ENTRIES SHOWN Block Start

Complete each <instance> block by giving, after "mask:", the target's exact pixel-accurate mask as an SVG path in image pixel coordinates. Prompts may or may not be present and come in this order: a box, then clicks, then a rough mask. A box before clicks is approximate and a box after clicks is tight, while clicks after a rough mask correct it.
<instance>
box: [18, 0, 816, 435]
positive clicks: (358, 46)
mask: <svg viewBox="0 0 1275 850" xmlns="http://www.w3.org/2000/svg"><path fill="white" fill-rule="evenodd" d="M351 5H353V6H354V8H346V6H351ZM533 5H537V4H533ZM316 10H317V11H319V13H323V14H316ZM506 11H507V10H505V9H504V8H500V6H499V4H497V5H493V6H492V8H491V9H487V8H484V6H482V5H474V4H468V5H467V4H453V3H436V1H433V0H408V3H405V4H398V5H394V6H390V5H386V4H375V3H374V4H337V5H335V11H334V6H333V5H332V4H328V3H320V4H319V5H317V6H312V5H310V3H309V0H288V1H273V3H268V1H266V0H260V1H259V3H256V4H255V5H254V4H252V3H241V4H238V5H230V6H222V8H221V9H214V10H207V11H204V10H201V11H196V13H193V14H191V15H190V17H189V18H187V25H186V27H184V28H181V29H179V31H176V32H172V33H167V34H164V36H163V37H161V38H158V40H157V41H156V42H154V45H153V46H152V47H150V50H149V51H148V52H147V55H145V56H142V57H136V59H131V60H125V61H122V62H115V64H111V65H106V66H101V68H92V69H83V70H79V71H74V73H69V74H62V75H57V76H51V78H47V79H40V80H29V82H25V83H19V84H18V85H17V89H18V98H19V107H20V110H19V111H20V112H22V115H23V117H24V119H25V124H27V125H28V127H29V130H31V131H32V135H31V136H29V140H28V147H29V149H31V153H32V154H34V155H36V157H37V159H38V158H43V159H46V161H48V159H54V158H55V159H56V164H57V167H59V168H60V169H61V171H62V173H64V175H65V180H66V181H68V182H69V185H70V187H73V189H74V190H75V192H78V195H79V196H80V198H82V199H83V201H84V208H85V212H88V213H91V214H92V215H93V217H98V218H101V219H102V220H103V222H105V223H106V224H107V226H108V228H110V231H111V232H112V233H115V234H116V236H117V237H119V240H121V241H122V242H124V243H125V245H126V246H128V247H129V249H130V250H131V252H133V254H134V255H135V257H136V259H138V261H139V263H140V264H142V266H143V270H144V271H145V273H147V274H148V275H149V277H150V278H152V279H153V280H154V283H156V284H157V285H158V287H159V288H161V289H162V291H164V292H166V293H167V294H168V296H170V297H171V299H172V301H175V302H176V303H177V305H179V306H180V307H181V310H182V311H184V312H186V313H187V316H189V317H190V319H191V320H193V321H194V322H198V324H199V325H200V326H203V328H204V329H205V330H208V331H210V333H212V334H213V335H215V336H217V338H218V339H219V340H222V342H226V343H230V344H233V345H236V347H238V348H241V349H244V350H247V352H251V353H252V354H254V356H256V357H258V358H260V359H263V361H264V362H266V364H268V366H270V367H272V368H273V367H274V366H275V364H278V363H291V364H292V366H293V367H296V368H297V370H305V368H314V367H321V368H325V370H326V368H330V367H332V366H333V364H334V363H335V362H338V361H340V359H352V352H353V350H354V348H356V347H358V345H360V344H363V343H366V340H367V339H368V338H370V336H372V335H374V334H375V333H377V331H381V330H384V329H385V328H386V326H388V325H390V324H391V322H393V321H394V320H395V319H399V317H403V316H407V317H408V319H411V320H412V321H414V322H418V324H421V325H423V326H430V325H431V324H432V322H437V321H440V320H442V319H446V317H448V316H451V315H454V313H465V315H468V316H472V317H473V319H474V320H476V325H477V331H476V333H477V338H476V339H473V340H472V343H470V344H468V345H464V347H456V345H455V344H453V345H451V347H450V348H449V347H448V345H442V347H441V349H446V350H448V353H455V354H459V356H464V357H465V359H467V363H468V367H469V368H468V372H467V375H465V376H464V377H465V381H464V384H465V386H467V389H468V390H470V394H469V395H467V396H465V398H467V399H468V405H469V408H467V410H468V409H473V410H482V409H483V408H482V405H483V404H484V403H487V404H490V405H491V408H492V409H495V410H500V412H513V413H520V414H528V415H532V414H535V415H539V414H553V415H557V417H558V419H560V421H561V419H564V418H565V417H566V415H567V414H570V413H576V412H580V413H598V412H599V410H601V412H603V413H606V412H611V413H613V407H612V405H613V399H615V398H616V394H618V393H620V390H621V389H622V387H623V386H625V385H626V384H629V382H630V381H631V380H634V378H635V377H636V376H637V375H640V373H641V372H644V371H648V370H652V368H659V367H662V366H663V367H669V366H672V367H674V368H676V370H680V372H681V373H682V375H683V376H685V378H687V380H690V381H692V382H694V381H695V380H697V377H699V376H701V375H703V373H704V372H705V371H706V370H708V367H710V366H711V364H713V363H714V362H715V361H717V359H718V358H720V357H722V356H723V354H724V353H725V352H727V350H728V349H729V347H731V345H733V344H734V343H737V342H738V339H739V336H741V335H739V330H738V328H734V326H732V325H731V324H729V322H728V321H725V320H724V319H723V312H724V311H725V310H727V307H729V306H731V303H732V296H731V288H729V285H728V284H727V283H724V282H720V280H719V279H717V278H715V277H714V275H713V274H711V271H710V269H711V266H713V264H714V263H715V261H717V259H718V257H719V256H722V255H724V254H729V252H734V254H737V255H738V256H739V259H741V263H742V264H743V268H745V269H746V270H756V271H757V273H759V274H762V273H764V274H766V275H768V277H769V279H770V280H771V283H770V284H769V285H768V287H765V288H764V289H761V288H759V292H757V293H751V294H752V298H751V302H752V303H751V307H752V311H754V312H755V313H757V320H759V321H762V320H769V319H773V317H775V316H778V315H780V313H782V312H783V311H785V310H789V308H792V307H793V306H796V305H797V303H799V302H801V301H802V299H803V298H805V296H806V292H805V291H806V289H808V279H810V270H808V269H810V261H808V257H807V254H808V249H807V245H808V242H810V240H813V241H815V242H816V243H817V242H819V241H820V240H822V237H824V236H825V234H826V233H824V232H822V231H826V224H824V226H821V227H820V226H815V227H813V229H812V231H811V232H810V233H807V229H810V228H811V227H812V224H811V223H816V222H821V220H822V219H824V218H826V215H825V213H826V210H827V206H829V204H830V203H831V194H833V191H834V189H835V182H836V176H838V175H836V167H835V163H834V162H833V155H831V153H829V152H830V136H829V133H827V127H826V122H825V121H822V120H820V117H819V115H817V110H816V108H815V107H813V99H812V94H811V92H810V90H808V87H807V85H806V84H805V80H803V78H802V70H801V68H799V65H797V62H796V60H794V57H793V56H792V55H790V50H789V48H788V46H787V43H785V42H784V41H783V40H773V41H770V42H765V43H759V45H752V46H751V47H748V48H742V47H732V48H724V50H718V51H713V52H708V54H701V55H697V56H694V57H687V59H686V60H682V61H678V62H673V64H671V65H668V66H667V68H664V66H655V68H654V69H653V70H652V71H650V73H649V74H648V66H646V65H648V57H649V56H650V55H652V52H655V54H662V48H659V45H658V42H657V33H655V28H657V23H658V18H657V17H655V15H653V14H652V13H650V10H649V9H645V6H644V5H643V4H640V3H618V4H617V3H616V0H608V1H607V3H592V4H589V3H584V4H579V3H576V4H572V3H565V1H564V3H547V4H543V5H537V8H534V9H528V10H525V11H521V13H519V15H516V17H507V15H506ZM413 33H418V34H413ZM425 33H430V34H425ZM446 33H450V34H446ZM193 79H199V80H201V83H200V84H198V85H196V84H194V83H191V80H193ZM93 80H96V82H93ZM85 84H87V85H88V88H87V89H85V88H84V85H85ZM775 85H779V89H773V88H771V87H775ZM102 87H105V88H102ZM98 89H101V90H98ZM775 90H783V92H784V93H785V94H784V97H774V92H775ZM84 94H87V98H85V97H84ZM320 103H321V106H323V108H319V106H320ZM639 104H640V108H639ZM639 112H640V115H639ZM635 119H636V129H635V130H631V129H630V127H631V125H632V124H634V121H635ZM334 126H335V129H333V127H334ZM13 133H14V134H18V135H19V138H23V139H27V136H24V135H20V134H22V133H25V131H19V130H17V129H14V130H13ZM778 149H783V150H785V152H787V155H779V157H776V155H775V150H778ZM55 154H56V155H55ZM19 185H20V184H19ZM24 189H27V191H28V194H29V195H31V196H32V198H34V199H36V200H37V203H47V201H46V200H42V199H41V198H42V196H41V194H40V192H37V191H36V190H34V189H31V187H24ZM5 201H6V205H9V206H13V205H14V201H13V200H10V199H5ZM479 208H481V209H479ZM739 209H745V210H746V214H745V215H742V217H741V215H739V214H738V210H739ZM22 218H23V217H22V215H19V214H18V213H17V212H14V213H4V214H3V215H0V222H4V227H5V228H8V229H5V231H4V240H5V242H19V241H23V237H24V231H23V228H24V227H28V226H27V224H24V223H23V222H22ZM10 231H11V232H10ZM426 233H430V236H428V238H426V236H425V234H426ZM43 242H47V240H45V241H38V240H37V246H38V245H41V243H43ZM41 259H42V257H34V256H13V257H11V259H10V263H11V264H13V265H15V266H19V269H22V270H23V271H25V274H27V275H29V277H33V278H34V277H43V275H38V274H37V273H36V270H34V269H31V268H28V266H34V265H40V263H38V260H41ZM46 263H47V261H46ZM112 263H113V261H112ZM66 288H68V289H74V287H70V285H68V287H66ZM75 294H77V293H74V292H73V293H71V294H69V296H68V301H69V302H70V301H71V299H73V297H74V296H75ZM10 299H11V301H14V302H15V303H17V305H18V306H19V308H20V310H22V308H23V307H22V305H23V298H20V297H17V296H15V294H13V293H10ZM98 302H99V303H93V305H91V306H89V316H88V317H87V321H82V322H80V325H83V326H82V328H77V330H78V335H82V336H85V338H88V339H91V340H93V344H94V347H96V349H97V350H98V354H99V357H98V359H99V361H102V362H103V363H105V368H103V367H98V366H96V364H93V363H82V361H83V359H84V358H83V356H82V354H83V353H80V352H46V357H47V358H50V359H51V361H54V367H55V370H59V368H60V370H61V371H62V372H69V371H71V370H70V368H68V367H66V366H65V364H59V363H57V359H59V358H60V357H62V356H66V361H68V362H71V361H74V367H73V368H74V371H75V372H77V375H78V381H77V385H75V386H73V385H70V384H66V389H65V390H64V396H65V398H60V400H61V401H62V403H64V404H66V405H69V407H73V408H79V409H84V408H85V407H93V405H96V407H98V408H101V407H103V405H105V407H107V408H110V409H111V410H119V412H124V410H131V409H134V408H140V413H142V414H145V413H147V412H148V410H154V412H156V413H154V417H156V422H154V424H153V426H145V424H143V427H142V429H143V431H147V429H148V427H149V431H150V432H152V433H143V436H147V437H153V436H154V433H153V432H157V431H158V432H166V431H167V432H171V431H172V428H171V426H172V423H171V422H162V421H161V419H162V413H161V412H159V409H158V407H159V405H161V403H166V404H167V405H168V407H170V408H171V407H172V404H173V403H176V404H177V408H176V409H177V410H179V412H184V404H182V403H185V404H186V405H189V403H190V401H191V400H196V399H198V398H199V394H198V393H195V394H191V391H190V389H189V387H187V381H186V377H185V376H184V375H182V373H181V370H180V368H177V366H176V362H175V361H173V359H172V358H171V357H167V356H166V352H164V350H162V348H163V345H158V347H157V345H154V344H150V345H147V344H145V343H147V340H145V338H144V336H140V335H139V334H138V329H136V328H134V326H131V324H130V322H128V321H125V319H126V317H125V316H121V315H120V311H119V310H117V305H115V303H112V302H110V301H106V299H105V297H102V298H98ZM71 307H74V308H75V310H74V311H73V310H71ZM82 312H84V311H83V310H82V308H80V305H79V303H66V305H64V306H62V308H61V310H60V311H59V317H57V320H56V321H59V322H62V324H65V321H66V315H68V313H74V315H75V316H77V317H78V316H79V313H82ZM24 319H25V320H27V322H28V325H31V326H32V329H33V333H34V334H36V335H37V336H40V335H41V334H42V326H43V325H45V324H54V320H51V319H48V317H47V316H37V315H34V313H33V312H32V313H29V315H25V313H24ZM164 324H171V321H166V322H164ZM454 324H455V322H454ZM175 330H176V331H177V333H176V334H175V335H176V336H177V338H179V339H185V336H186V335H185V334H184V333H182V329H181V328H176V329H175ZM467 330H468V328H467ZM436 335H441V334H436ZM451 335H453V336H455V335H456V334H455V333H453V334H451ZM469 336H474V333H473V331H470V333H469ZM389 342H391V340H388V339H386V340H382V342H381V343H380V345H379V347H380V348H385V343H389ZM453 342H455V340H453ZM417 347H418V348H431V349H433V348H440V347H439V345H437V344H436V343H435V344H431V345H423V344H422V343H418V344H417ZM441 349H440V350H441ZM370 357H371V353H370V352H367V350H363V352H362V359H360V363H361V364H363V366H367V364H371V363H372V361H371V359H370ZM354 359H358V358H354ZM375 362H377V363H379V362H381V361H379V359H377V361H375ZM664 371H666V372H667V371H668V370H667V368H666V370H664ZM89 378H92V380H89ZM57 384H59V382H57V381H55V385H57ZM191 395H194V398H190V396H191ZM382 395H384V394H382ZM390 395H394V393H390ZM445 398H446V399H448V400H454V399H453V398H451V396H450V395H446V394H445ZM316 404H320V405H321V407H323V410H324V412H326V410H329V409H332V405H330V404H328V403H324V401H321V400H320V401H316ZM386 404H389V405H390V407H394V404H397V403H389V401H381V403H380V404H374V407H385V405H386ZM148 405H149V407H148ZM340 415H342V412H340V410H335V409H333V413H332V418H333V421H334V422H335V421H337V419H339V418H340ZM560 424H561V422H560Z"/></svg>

ENTRIES SHOWN Block End

• **PROBLEM DETAILS**
Quote the lines above, starting at the first line and ending at the line that contains "positive clicks: (358, 46)".

• **RESPONSE TO THIS EXERCISE**
Complete each <instance> block by giving, after "mask:", the target's exact pixel-accurate mask as an SVG path in image pixel coordinates. Prompts may or may not be present and come in this order: a box, then clicks, then a rough mask. A box before clicks is approximate and a box after clicks is tight, while clicks after a rough mask correct it.
<instance>
box: [18, 0, 816, 435]
positive clicks: (358, 46)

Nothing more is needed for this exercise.